# [EXERCISE SET]
**A.** In the Green Bay visit account, rewrite the part that opens with the words containing "The League Directors" and closes with "on that issue.", swapping "Drew Mariani" for "the radio host".
**B.** Answer these questions from the Green Bay visit account:
(i) About how many people attended the banquet?
(ii) In which state is the Menominee area where the Eberts do pro-life work?
(iii) In what building is the local abortion mill facing the prayer vigil?
**C.** Continue the Green Bay visit account from where it stops.

# [SELECTED PASSAGE]

================================

The League Directors were in Green Bay, Wisconsin Friday and Saturday to attend the annual fundraising banquet and auction of the A&A Alexandrina Crisis Pregnancy Center. It was a truly gala event with some 500 attending. Drew Mariani MC’d the event and I gave the main address.
Inspiring Green Bay Activists
In the afternoon Ann and I visited the center and again on Saturday morning when we discussed various effective activities we share with them, and on Friday evening while visiting the headquarters and the studios of Relevant Radio, we were invited to join Drew Mariani on his afternoon show, with a call-in. The main topic soon became the connection between contraception and abortion, and the conference we’re holding in September on that issue.
Also while in Green Bay, we spent time with Laura and Mike Ebert. Both are very active in pro-life work in the Menominee, Michigan area. They design and display exceptional pro-life billboards. Mrs. Ebert is the former infamous Laura Canning , who was the Director’s assistant when we both worked for the Illinois Right to Life Committee in the 1970’s.
Laura was famous for her ability to discern, long before others, the total dishonesty and hypocrisy of the secular press, and announced that they would become totally confused over the pro-life movement— which they never were able to understand— and would be caught off guard when the tables began to be turned in favor of a national anti-abortion movement.
Saturday’s meeting at the CPC with Director Lee Mayer, Barbara Bartolazzi, their own staff doctor, Amy, and about a dozen trained counselors at the center, was not only instructive but inspiring to Ann and me. The staff and volunteers are totally dedicated.
And they have a fine tuned operation. The abortionists in Green Bay are currently facing a 40-day round-the-clock `prayer vigil expected to draw hundreds of pro-lifers outside the local abortion mill in the City’s Medical Arts Building.

================================

# [RECORD SET]
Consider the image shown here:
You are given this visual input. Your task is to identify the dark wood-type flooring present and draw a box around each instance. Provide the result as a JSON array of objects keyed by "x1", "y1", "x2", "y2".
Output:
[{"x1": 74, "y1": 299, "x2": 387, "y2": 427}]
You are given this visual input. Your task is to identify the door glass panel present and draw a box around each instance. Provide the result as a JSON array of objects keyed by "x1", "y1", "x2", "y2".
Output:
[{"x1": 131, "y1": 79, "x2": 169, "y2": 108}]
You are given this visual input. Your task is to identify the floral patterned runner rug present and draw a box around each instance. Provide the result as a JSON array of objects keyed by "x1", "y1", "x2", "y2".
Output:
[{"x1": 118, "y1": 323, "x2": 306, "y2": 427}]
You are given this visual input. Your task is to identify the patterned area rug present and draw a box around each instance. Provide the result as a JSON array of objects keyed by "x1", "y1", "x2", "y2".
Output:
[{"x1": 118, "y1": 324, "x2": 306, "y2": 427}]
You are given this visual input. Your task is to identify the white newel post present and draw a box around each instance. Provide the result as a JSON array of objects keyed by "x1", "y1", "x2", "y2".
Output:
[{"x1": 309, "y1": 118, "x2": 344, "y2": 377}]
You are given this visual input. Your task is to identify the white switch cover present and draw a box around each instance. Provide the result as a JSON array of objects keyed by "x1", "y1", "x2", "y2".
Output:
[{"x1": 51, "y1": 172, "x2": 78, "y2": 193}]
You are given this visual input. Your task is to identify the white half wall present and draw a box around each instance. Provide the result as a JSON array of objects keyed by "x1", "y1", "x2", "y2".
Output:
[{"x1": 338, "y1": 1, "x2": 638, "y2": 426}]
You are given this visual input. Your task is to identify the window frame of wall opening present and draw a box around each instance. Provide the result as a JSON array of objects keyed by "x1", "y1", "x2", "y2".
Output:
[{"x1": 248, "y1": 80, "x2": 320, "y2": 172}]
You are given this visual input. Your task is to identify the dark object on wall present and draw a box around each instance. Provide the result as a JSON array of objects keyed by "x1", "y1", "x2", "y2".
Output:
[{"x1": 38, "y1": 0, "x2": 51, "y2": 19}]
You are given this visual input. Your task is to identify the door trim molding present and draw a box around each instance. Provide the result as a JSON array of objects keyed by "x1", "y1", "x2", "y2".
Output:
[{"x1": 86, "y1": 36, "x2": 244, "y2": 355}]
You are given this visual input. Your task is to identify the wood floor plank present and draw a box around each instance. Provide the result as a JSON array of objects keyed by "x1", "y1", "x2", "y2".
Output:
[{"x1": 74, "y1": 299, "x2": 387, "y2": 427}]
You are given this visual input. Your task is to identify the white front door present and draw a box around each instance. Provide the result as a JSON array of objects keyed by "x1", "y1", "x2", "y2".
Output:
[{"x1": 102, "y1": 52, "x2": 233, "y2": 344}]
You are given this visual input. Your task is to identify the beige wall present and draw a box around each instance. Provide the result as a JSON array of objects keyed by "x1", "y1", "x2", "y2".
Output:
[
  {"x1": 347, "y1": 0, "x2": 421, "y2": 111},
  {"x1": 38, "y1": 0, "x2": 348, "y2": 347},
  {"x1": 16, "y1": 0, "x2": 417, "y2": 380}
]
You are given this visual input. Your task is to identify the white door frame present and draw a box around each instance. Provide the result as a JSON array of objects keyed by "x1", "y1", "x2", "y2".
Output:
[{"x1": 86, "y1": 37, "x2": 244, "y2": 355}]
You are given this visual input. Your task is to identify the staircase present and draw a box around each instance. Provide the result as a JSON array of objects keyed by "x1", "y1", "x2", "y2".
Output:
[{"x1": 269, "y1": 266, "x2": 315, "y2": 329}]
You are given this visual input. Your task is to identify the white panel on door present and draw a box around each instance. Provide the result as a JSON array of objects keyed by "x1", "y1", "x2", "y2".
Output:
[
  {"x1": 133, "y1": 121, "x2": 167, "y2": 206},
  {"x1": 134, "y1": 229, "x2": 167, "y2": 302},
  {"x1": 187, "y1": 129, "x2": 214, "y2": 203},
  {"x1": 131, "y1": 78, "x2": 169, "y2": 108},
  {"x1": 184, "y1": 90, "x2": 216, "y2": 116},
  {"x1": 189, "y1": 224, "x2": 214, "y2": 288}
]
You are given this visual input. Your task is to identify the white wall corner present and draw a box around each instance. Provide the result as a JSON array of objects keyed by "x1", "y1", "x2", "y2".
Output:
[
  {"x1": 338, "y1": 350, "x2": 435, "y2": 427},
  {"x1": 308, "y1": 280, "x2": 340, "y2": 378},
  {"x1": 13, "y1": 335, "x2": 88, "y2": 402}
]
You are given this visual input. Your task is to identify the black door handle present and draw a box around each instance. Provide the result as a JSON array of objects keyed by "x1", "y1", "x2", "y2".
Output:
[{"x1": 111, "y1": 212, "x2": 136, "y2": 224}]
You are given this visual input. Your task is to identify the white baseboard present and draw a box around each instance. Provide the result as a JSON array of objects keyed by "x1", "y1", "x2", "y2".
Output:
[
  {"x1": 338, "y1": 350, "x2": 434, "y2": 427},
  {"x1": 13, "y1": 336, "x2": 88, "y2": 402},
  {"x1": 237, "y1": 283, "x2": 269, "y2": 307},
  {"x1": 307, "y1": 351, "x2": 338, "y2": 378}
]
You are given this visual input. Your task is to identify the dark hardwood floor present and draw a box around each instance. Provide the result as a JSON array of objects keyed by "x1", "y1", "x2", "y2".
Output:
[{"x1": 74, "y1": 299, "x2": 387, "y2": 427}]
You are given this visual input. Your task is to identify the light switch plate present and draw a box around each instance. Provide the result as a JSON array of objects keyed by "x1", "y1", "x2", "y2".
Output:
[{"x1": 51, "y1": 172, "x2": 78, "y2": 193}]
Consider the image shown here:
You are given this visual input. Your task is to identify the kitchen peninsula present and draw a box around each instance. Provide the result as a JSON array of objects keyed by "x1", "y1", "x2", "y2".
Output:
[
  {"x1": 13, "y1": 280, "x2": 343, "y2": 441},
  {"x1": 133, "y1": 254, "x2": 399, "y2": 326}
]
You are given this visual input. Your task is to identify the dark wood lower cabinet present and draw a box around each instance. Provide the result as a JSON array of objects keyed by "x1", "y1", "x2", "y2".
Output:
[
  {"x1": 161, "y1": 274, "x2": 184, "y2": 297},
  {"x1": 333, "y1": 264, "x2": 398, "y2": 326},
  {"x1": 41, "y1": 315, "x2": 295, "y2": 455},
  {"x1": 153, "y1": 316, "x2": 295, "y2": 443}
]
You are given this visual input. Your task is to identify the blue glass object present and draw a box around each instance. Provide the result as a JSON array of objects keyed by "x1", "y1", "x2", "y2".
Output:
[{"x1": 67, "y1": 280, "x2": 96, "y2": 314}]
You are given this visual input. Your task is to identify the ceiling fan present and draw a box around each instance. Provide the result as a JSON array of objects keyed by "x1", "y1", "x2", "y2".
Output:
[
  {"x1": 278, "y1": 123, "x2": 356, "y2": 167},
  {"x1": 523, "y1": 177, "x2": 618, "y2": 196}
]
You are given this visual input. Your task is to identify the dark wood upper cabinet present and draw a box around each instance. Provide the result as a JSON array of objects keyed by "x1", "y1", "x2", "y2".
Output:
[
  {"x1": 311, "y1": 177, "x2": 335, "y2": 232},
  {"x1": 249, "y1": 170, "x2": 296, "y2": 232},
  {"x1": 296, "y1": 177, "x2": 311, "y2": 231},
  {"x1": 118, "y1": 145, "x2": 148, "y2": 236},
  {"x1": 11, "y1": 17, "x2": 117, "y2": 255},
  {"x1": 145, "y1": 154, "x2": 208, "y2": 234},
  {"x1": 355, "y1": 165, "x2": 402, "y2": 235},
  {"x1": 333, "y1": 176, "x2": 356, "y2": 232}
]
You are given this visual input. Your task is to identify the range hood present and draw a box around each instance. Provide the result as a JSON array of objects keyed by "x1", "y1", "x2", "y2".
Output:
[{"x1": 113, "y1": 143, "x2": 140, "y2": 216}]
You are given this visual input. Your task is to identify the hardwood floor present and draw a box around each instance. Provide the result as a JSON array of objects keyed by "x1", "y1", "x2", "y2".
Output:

================================

# [ANSWERS FOR THIS EXERCISE]
**A.**
The League Directors were in Green Bay, Wisconsin Friday and Saturday to attend the annual fundraising banquet and auction of the A&A Alexandrina Crisis Pregnancy Center. It was a truly gala event with some 500 attending. the radio host MC’d the event and I gave the main address.
Inspiring Green Bay Activists
In the afternoon Ann and I visited the center and again on Saturday morning when we discussed various effective activities we share with them, and on Friday evening while visiting the headquarters and the studios of Relevant Radio, we were invited to join the radio host on his afternoon show, with a call-in. The main topic soon became the connection between contraception and abortion, and the conference we’re holding in September on that issue.

**B.**
(i) Some 500.
(ii) Michigan.
(iii) The City's Medical Arts Building.

**C.**
Thank You, Fr. Close
Rev. James Close of Mercy Home fame, Chicago’s own Fr. Flannigan, gets top billing on page one in Friday’s Chicago Tribune. Fr. Close is retiring after 33 years heading up Mercy Home, the 119-year-old orphanage known internationally for turning out fine young men, and now women, who come mainly from off the streets.
Our remembrance of Fr. Close is a warm one. When we were just getting started with the League, Fr. Close did all of our printing and mailing for three years, with us paying only postage, and he advised the League in fundraising, free of charge. In 1991 the League honored Fr. Close with the Special Service Award.
Twenty- two thousand young people have passed thorough Mercy Home, 9,000 while Fr. Close was in charge. He is our kind of priest. We had many happy visits to Mercy Home. It was right across the street from the Fanny May Chocolates outlet, so we also had some pleasant visits there, too. Fr. Close was honored at a special Mass on Sunday.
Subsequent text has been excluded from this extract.